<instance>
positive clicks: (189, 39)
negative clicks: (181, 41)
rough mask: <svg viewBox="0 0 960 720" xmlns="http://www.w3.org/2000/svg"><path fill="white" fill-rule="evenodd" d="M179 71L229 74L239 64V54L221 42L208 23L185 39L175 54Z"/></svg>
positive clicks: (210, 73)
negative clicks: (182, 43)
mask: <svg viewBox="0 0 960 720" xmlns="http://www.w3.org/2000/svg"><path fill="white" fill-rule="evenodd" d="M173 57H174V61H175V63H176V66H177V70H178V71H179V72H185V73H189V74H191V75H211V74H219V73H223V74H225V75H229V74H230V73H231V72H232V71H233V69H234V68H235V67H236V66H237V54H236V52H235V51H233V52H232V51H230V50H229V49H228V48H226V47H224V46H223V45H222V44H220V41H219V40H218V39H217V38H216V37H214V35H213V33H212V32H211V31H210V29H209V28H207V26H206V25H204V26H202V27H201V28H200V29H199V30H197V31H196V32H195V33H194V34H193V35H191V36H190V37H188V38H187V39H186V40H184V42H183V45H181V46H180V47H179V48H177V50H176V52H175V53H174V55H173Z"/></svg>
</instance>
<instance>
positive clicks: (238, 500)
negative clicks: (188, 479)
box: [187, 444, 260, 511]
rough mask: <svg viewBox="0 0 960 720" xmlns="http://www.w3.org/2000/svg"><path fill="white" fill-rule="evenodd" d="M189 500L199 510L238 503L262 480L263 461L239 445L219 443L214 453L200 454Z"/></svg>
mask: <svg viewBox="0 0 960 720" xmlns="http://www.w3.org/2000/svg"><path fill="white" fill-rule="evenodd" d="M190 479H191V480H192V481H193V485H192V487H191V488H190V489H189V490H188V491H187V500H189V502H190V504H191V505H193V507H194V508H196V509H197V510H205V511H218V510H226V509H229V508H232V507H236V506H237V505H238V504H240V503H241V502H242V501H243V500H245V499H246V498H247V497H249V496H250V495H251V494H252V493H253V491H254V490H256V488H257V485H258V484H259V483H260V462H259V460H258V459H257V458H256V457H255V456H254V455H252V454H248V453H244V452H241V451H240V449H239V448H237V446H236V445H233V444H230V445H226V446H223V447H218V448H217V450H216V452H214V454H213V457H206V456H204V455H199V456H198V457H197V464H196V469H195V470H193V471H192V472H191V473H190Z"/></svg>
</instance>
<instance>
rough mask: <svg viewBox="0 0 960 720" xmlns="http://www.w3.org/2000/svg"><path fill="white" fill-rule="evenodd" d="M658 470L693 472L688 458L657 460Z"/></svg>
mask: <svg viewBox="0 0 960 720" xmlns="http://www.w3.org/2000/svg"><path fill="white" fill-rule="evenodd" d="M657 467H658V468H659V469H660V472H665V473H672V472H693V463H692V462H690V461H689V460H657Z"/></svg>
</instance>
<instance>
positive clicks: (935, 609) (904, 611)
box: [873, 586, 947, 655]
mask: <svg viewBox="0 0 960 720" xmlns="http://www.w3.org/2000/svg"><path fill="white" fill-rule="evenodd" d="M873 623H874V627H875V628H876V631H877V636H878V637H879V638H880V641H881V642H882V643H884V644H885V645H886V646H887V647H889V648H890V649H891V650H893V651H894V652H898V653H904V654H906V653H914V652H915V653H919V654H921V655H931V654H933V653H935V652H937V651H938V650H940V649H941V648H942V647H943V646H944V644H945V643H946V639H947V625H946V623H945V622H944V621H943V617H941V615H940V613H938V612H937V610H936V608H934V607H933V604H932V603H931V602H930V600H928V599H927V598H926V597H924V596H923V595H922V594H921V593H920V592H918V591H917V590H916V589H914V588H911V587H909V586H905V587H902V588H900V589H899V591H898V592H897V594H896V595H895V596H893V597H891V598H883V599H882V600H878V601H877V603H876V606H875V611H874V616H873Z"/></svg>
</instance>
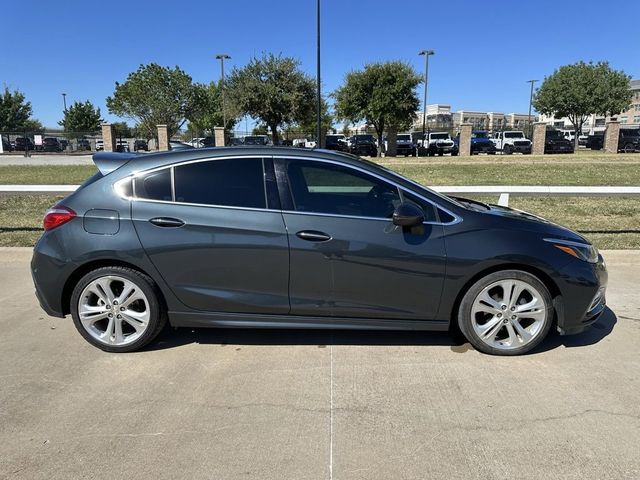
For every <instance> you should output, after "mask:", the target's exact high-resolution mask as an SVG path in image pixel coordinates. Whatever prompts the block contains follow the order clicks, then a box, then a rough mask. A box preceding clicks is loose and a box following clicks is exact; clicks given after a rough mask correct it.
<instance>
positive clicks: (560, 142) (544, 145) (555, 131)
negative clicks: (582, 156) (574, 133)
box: [544, 130, 575, 153]
mask: <svg viewBox="0 0 640 480" xmlns="http://www.w3.org/2000/svg"><path fill="white" fill-rule="evenodd" d="M574 141H575V136H574V137H573V140H570V139H569V138H567V135H566V134H565V132H563V131H561V130H547V131H546V132H545V136H544V153H573V150H574Z"/></svg>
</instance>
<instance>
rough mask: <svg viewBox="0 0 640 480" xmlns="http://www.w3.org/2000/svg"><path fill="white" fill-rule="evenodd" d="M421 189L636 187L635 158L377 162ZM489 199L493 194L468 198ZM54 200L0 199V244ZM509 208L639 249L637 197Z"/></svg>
mask: <svg viewBox="0 0 640 480" xmlns="http://www.w3.org/2000/svg"><path fill="white" fill-rule="evenodd" d="M379 161H380V163H382V164H383V165H384V166H386V167H388V168H392V169H394V170H396V171H398V172H400V173H402V174H403V175H406V176H408V177H411V178H412V179H414V180H416V181H418V182H420V183H422V184H425V185H621V186H622V185H634V186H637V185H640V155H633V154H630V155H606V154H602V153H599V152H596V153H592V152H584V153H580V154H576V155H547V156H539V157H535V156H530V155H528V156H521V155H513V156H510V157H503V156H474V157H432V158H404V157H398V158H383V159H380V160H379ZM94 172H95V168H94V167H93V166H90V165H89V166H86V165H83V166H0V184H49V183H50V184H79V183H82V182H83V181H84V180H85V179H86V178H87V177H89V176H90V175H91V174H93V173H94ZM476 198H480V199H482V200H483V201H489V202H496V201H497V198H496V197H486V196H485V197H476ZM59 199H60V197H56V196H51V195H23V196H0V246H31V245H33V244H34V242H35V241H36V240H37V238H38V237H39V236H40V235H41V228H40V226H41V224H42V215H43V213H44V212H45V211H46V209H47V208H48V207H49V206H51V205H53V204H54V203H56V201H58V200H59ZM510 205H511V206H512V207H514V208H519V209H521V210H526V211H529V212H532V213H535V214H537V215H540V216H542V217H545V218H548V219H550V220H552V221H555V222H558V223H560V224H562V225H566V226H567V227H570V228H572V229H574V230H577V231H579V232H581V233H583V234H584V235H585V236H586V237H587V238H589V239H591V240H592V241H593V242H594V243H595V244H596V245H597V246H598V247H599V248H636V249H637V248H640V198H617V197H612V198H606V197H593V198H588V197H547V198H545V197H517V196H513V195H512V196H511V199H510Z"/></svg>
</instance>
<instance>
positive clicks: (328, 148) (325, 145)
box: [325, 133, 348, 152]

What is expected: The response must consist of the entries above exactly as they stand, minus any pictures.

Completed exercise:
<instance>
positive clicks: (189, 39)
negative clicks: (181, 41)
rough mask: <svg viewBox="0 0 960 720" xmlns="http://www.w3.org/2000/svg"><path fill="white" fill-rule="evenodd" d="M179 71L229 74L239 64V54L221 42L208 23L185 39L175 54Z"/></svg>
positive clicks: (210, 73)
negative clicks: (182, 43)
mask: <svg viewBox="0 0 960 720" xmlns="http://www.w3.org/2000/svg"><path fill="white" fill-rule="evenodd" d="M173 57H174V61H175V63H176V66H177V70H178V71H179V72H185V73H189V74H191V75H211V74H219V73H223V74H225V75H229V74H230V73H231V72H232V71H233V69H234V68H235V67H236V66H237V54H236V52H235V51H233V52H232V51H230V50H229V49H228V48H226V47H224V46H223V45H222V44H220V41H219V40H218V39H217V38H216V37H214V35H213V33H212V32H211V31H210V29H209V28H207V26H206V25H204V26H202V27H201V28H200V29H199V30H197V31H196V32H195V33H194V34H193V35H191V36H190V37H188V38H187V39H186V40H184V42H183V45H181V46H180V47H179V48H177V50H176V52H175V53H174V55H173Z"/></svg>
</instance>
<instance>
positive clicks: (238, 500)
negative clicks: (188, 479)
box: [187, 444, 260, 511]
rough mask: <svg viewBox="0 0 960 720" xmlns="http://www.w3.org/2000/svg"><path fill="white" fill-rule="evenodd" d="M189 500L199 510L238 503L262 480L263 461L239 445L219 443L214 453L200 454Z"/></svg>
mask: <svg viewBox="0 0 960 720" xmlns="http://www.w3.org/2000/svg"><path fill="white" fill-rule="evenodd" d="M190 479H191V480H192V481H193V485H192V487H191V488H190V489H189V490H188V491H187V500H189V502H190V504H191V505H193V507H194V508H196V509H197V510H205V511H218V510H226V509H229V508H232V507H236V506H237V505H238V504H240V503H241V502H242V501H243V500H245V499H246V498H247V497H249V496H250V495H251V494H252V493H253V491H254V490H256V488H257V485H258V484H259V483H260V462H259V460H258V459H257V458H256V457H255V456H254V455H252V454H248V453H244V452H241V451H240V449H239V448H237V446H236V445H233V444H230V445H226V446H223V447H218V448H217V450H216V452H214V454H213V457H206V456H204V455H199V456H198V457H197V464H196V469H195V470H193V471H192V472H191V473H190Z"/></svg>
</instance>
<instance>
rough mask: <svg viewBox="0 0 960 720" xmlns="http://www.w3.org/2000/svg"><path fill="white" fill-rule="evenodd" d="M658 470L693 472L688 458L657 460Z"/></svg>
mask: <svg viewBox="0 0 960 720" xmlns="http://www.w3.org/2000/svg"><path fill="white" fill-rule="evenodd" d="M657 467H658V468H659V469H660V472H665V473H672V472H693V463H692V462H690V461H689V460H657Z"/></svg>
</instance>
<instance>
positive clicks: (935, 609) (904, 611)
box: [873, 586, 947, 655]
mask: <svg viewBox="0 0 960 720" xmlns="http://www.w3.org/2000/svg"><path fill="white" fill-rule="evenodd" d="M873 623H874V627H875V628H876V631H877V636H878V637H879V638H880V641H881V642H882V643H884V644H885V645H886V646H887V647H889V648H890V649H891V650H893V651H894V652H898V653H904V654H906V653H914V652H915V653H919V654H921V655H931V654H933V653H935V652H937V651H938V650H940V649H941V648H942V647H943V646H944V644H945V643H946V639H947V625H946V623H945V622H944V621H943V617H941V615H940V613H938V612H937V610H936V608H934V607H933V604H932V603H931V602H930V600H928V599H927V598H926V597H924V596H923V595H922V594H921V593H920V592H918V591H917V590H916V589H914V588H911V587H909V586H905V587H902V588H900V589H899V591H898V592H897V594H896V595H895V596H893V597H891V598H883V599H882V600H878V601H877V603H876V606H875V611H874V616H873Z"/></svg>
</instance>
For every <instance> you should output, after "mask:", the target's exact high-resolution mask as an SVG path in image pixel coordinates. Whatever prompts the block contains follow the order clicks, then a box, then a rough mask. A box preceding clicks is loose and a box following clicks is exact; clicks given after a rough mask correct it.
<instance>
positive clicks: (560, 142) (544, 145) (555, 131)
negative clicks: (582, 156) (574, 133)
box: [544, 130, 575, 153]
mask: <svg viewBox="0 0 640 480" xmlns="http://www.w3.org/2000/svg"><path fill="white" fill-rule="evenodd" d="M574 141H575V136H574V137H573V140H570V139H569V138H567V135H566V134H565V132H563V131H561V130H547V131H546V132H545V136H544V153H573V150H574Z"/></svg>
</instance>
<instance>
rough mask: <svg viewBox="0 0 640 480" xmlns="http://www.w3.org/2000/svg"><path fill="white" fill-rule="evenodd" d="M421 189L636 187L635 158L377 162ZM489 199L493 194L468 198ZM54 200L0 199V244ZM509 208L639 249L637 197Z"/></svg>
mask: <svg viewBox="0 0 640 480" xmlns="http://www.w3.org/2000/svg"><path fill="white" fill-rule="evenodd" d="M379 161H380V163H382V164H383V165H384V166H386V167H388V168H392V169H394V170H396V171H398V172H400V173H402V174H403V175H406V176H408V177H411V178H412V179H414V180H416V181H418V182H420V183H422V184H425V185H621V186H622V185H634V186H637V185H640V155H633V154H630V155H606V154H602V153H599V152H596V153H592V152H584V153H580V154H576V155H547V156H539V157H535V156H530V155H528V156H521V155H513V156H510V157H503V156H474V157H432V158H404V157H398V158H383V159H380V160H379ZM94 172H95V168H94V167H93V166H90V165H89V166H86V165H83V166H0V184H49V183H50V184H79V183H82V182H83V181H84V180H85V179H86V178H87V177H89V176H90V175H91V174H93V173H94ZM476 198H480V199H482V200H483V201H489V202H496V201H497V198H496V197H486V196H485V197H476ZM59 199H60V197H56V196H51V195H23V196H0V246H31V245H33V244H34V242H35V241H36V240H37V238H38V237H39V236H40V235H41V228H40V226H41V224H42V215H43V213H44V212H45V211H46V209H47V208H48V207H49V206H51V205H53V204H54V203H56V201H58V200H59ZM510 205H511V206H512V207H514V208H519V209H521V210H526V211H529V212H532V213H535V214H537V215H540V216H542V217H545V218H548V219H550V220H552V221H555V222H558V223H560V224H562V225H566V226H567V227H570V228H572V229H574V230H577V231H579V232H581V233H583V234H584V235H585V236H586V237H587V238H589V239H591V240H592V241H593V242H594V243H595V244H596V245H597V246H598V247H599V248H636V249H637V248H640V198H617V197H612V198H606V197H593V198H588V197H547V198H545V197H517V196H513V195H512V196H511V199H510Z"/></svg>
</instance>
<instance>
positive clicks: (328, 148) (325, 145)
box: [325, 133, 348, 152]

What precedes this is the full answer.